====== Data records ======
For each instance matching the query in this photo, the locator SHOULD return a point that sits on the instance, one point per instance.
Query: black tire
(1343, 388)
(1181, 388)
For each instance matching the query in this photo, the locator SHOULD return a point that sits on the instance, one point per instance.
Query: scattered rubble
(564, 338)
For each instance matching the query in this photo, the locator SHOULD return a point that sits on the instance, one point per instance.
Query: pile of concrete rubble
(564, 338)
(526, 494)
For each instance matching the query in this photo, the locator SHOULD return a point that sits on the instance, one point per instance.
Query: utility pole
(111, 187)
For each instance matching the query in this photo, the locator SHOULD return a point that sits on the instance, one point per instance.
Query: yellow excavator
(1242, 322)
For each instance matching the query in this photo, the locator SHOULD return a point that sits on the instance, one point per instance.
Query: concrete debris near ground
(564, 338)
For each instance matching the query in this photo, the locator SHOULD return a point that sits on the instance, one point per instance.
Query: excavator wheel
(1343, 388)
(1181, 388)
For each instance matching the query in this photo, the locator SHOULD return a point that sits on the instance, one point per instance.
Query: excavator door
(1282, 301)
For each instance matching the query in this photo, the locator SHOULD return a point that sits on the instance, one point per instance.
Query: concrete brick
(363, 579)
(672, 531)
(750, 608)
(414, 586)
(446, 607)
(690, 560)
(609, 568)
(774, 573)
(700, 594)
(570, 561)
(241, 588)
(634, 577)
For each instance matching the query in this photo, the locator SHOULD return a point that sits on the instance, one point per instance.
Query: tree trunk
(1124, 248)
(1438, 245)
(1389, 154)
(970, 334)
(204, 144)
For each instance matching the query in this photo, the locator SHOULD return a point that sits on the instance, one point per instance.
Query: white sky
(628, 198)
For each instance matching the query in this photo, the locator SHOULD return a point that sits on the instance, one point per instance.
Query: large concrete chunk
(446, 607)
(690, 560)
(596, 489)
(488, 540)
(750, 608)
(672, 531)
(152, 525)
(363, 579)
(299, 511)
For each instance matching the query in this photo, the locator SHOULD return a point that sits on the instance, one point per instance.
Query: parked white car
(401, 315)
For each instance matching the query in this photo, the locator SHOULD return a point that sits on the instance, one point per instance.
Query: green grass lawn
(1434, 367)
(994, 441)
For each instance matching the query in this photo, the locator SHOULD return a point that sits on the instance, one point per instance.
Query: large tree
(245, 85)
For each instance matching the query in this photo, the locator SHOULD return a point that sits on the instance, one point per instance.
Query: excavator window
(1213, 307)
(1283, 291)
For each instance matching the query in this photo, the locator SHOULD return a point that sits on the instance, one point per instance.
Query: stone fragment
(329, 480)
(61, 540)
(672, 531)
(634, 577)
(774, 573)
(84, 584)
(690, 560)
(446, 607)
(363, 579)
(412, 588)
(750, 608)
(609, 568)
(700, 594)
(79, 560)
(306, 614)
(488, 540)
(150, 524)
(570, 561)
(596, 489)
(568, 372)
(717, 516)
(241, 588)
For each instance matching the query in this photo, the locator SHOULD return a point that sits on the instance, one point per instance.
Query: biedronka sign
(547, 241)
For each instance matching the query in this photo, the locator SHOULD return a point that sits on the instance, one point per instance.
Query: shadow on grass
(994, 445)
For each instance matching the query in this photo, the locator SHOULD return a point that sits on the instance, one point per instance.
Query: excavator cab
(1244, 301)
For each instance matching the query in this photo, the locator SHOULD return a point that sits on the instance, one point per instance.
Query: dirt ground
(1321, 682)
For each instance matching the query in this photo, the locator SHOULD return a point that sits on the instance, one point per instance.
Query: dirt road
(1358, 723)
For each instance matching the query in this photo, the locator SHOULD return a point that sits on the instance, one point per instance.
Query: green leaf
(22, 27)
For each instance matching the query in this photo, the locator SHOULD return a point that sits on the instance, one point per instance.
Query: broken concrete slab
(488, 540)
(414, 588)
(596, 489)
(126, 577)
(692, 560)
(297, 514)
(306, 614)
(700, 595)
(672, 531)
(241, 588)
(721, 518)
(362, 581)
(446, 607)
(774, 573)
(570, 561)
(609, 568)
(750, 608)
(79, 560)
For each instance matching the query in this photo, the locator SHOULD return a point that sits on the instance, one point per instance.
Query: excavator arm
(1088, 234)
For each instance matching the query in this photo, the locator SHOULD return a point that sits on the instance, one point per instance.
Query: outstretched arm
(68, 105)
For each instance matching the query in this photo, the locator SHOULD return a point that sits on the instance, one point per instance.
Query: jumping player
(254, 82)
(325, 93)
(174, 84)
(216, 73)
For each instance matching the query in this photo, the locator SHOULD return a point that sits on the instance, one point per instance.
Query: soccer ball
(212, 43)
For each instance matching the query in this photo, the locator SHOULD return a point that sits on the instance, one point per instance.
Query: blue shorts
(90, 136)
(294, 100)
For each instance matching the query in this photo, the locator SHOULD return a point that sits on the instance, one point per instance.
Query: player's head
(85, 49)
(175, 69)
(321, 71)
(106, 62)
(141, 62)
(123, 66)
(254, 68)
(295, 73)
======
Transcribe the listing above in full, word for word.

# [Written response]
For each instance matching the query in this photo, the locator SHOULD return a point that sits on the instance, one point per instance.
Query: black tire
(1343, 388)
(1181, 388)
For each instance matching the query in this photo, the locator SHOULD return a point that sits on the instance, one point per instance.
Query: scattered rubble
(564, 338)
For each instance matching the query in this photo, the locator SHOULD return a point that sits on the instance, one point per instance.
Query: pile of concrete rubble
(564, 338)
(526, 494)
For each instance matching the query in this photo, the locator SHOULD return a point that sits on the instance, one point per instance.
Query: utility pole
(111, 187)
For each instance matching the query in this photo, the locator SHOULD return a point that sits on the instance, one point per instance.
Query: yellow excavator
(1242, 322)
For each instance matching the query in this photo, the locator SHOULD return a point that sits on the instance, one point per instance.
Query: concrete debris near ground
(564, 338)
For each instance matching the query in this photo, the locator SHOULD return a point that sits on the instance, one point per instance.
Query: excavator wheel
(1343, 388)
(1181, 388)
For each instance matching the query in this photo, the locator SHOULD return a point that sits on the instance, one point per instance.
Query: excavator door
(1282, 301)
For each instance matching the query in this photo, the locator SHOULD return a point that sits on the instance, one point per instance.
Query: concrete brick
(363, 579)
(672, 531)
(750, 608)
(414, 586)
(446, 607)
(690, 560)
(609, 568)
(774, 573)
(700, 594)
(570, 561)
(241, 588)
(634, 577)
For each instance matching the query in this photo, the locator SHOULD return a point that sits on the instance, one point per instance.
Query: tree trunk
(1124, 248)
(1438, 245)
(1389, 154)
(970, 334)
(204, 144)
For each instance matching the query in this photo, the locator SHOULD return a point that sits on the instance, one point per instance.
Query: white sky
(628, 198)
For each instance matching the query in this photo, the locator SHOULD return a point that sits on the instance, one point per instance.
Query: large concrete chunk
(446, 607)
(690, 560)
(596, 489)
(488, 540)
(750, 608)
(672, 531)
(152, 525)
(363, 579)
(299, 511)
For each instance matching the query in this photo, the locator SHOULD return a point that sits on the instance, one point per instance.
Query: parked white car
(401, 315)
For each instance matching the query in this photo, the locator SHOULD return a point that sits on the instance, one point per instance.
Query: green grass lawn
(1434, 367)
(994, 441)
For each instance matching the query in this photo, the locator SHOULD return a point that sits on the instance, one point per instance.
Query: large tree
(245, 85)
For each instance matching the query in this photo, the locator SHOULD return a point that sits on the instance, one point per instance.
Query: excavator window
(1213, 307)
(1283, 291)
For each instance matching the query in this photo, the locator SHOULD return a point that sits on the instance, one point per instance.
Query: stone fragment
(329, 480)
(61, 540)
(672, 531)
(634, 577)
(774, 573)
(84, 584)
(690, 560)
(446, 607)
(363, 579)
(412, 588)
(750, 608)
(609, 568)
(700, 594)
(79, 560)
(306, 614)
(488, 540)
(150, 524)
(570, 561)
(596, 489)
(568, 372)
(717, 516)
(241, 588)
For each instance matching the query in this photo, the locator SHOULD return a point that sits on the instance, one point per instance.
Query: biedronka sign
(547, 241)
For each instance matching the query in this photo, the locator SHOULD return a point that sits on the instance, one point per instance.
Query: shadow on grass
(994, 445)
For each instance matching the query in this photo, the locator SHOULD return a point that sits on the instance, one point per instance.
Query: excavator cab
(1244, 301)
For each instance matching the query in this photo, the locator SHOULD return a point that sits on the instance, one point per instance.
Query: dirt ground
(1321, 682)
For each instance matching the query in this photo, the locator SHOULD return a point that sits on the instance, one point per instance.
Query: dirt road
(1358, 723)
For each instance matching the query in this photo, the locator SHOULD return a point that sits on the instance, one point per instance.
Query: green leaf
(22, 27)
For each instance matching the query in this photo, the locator SHOULD return a point that sits on the instance, one point per instance.
Query: broken concrete slab
(488, 540)
(414, 588)
(596, 489)
(126, 577)
(692, 560)
(297, 514)
(306, 614)
(700, 595)
(672, 531)
(241, 588)
(721, 518)
(362, 581)
(446, 607)
(774, 573)
(570, 561)
(609, 568)
(750, 608)
(79, 560)
For each instance matching the query in this photo, the locator SHOULD return a point that sits on the instance, one point per instance.
Query: excavator arm
(1088, 234)
For each instance matching the query in this photo, the locator SHOULD return a point that sits on the instance, one point per instance.
Query: outstretched arm
(68, 105)
For each instance matching the query in this photo, the locator SHOULD return a point that sits on the instance, one point per instance.
Query: jumping player
(254, 82)
(325, 93)
(174, 84)
(216, 73)
For each instance matching the query in this photo, the locator SHOULD return a point that sits on the instance, one point per instance.
Query: soccer ball
(212, 43)
For each instance matching the query in this photo, the locator SHOULD return a point that sits on the instance, one point per instance.
Query: blue shorts
(90, 136)
(294, 100)
For each instance matching the query in this photo, the locator SHOULD return a point that sits on the instance, one point per instance.
Query: player's head
(85, 49)
(175, 69)
(321, 71)
(106, 62)
(141, 62)
(123, 66)
(254, 68)
(295, 73)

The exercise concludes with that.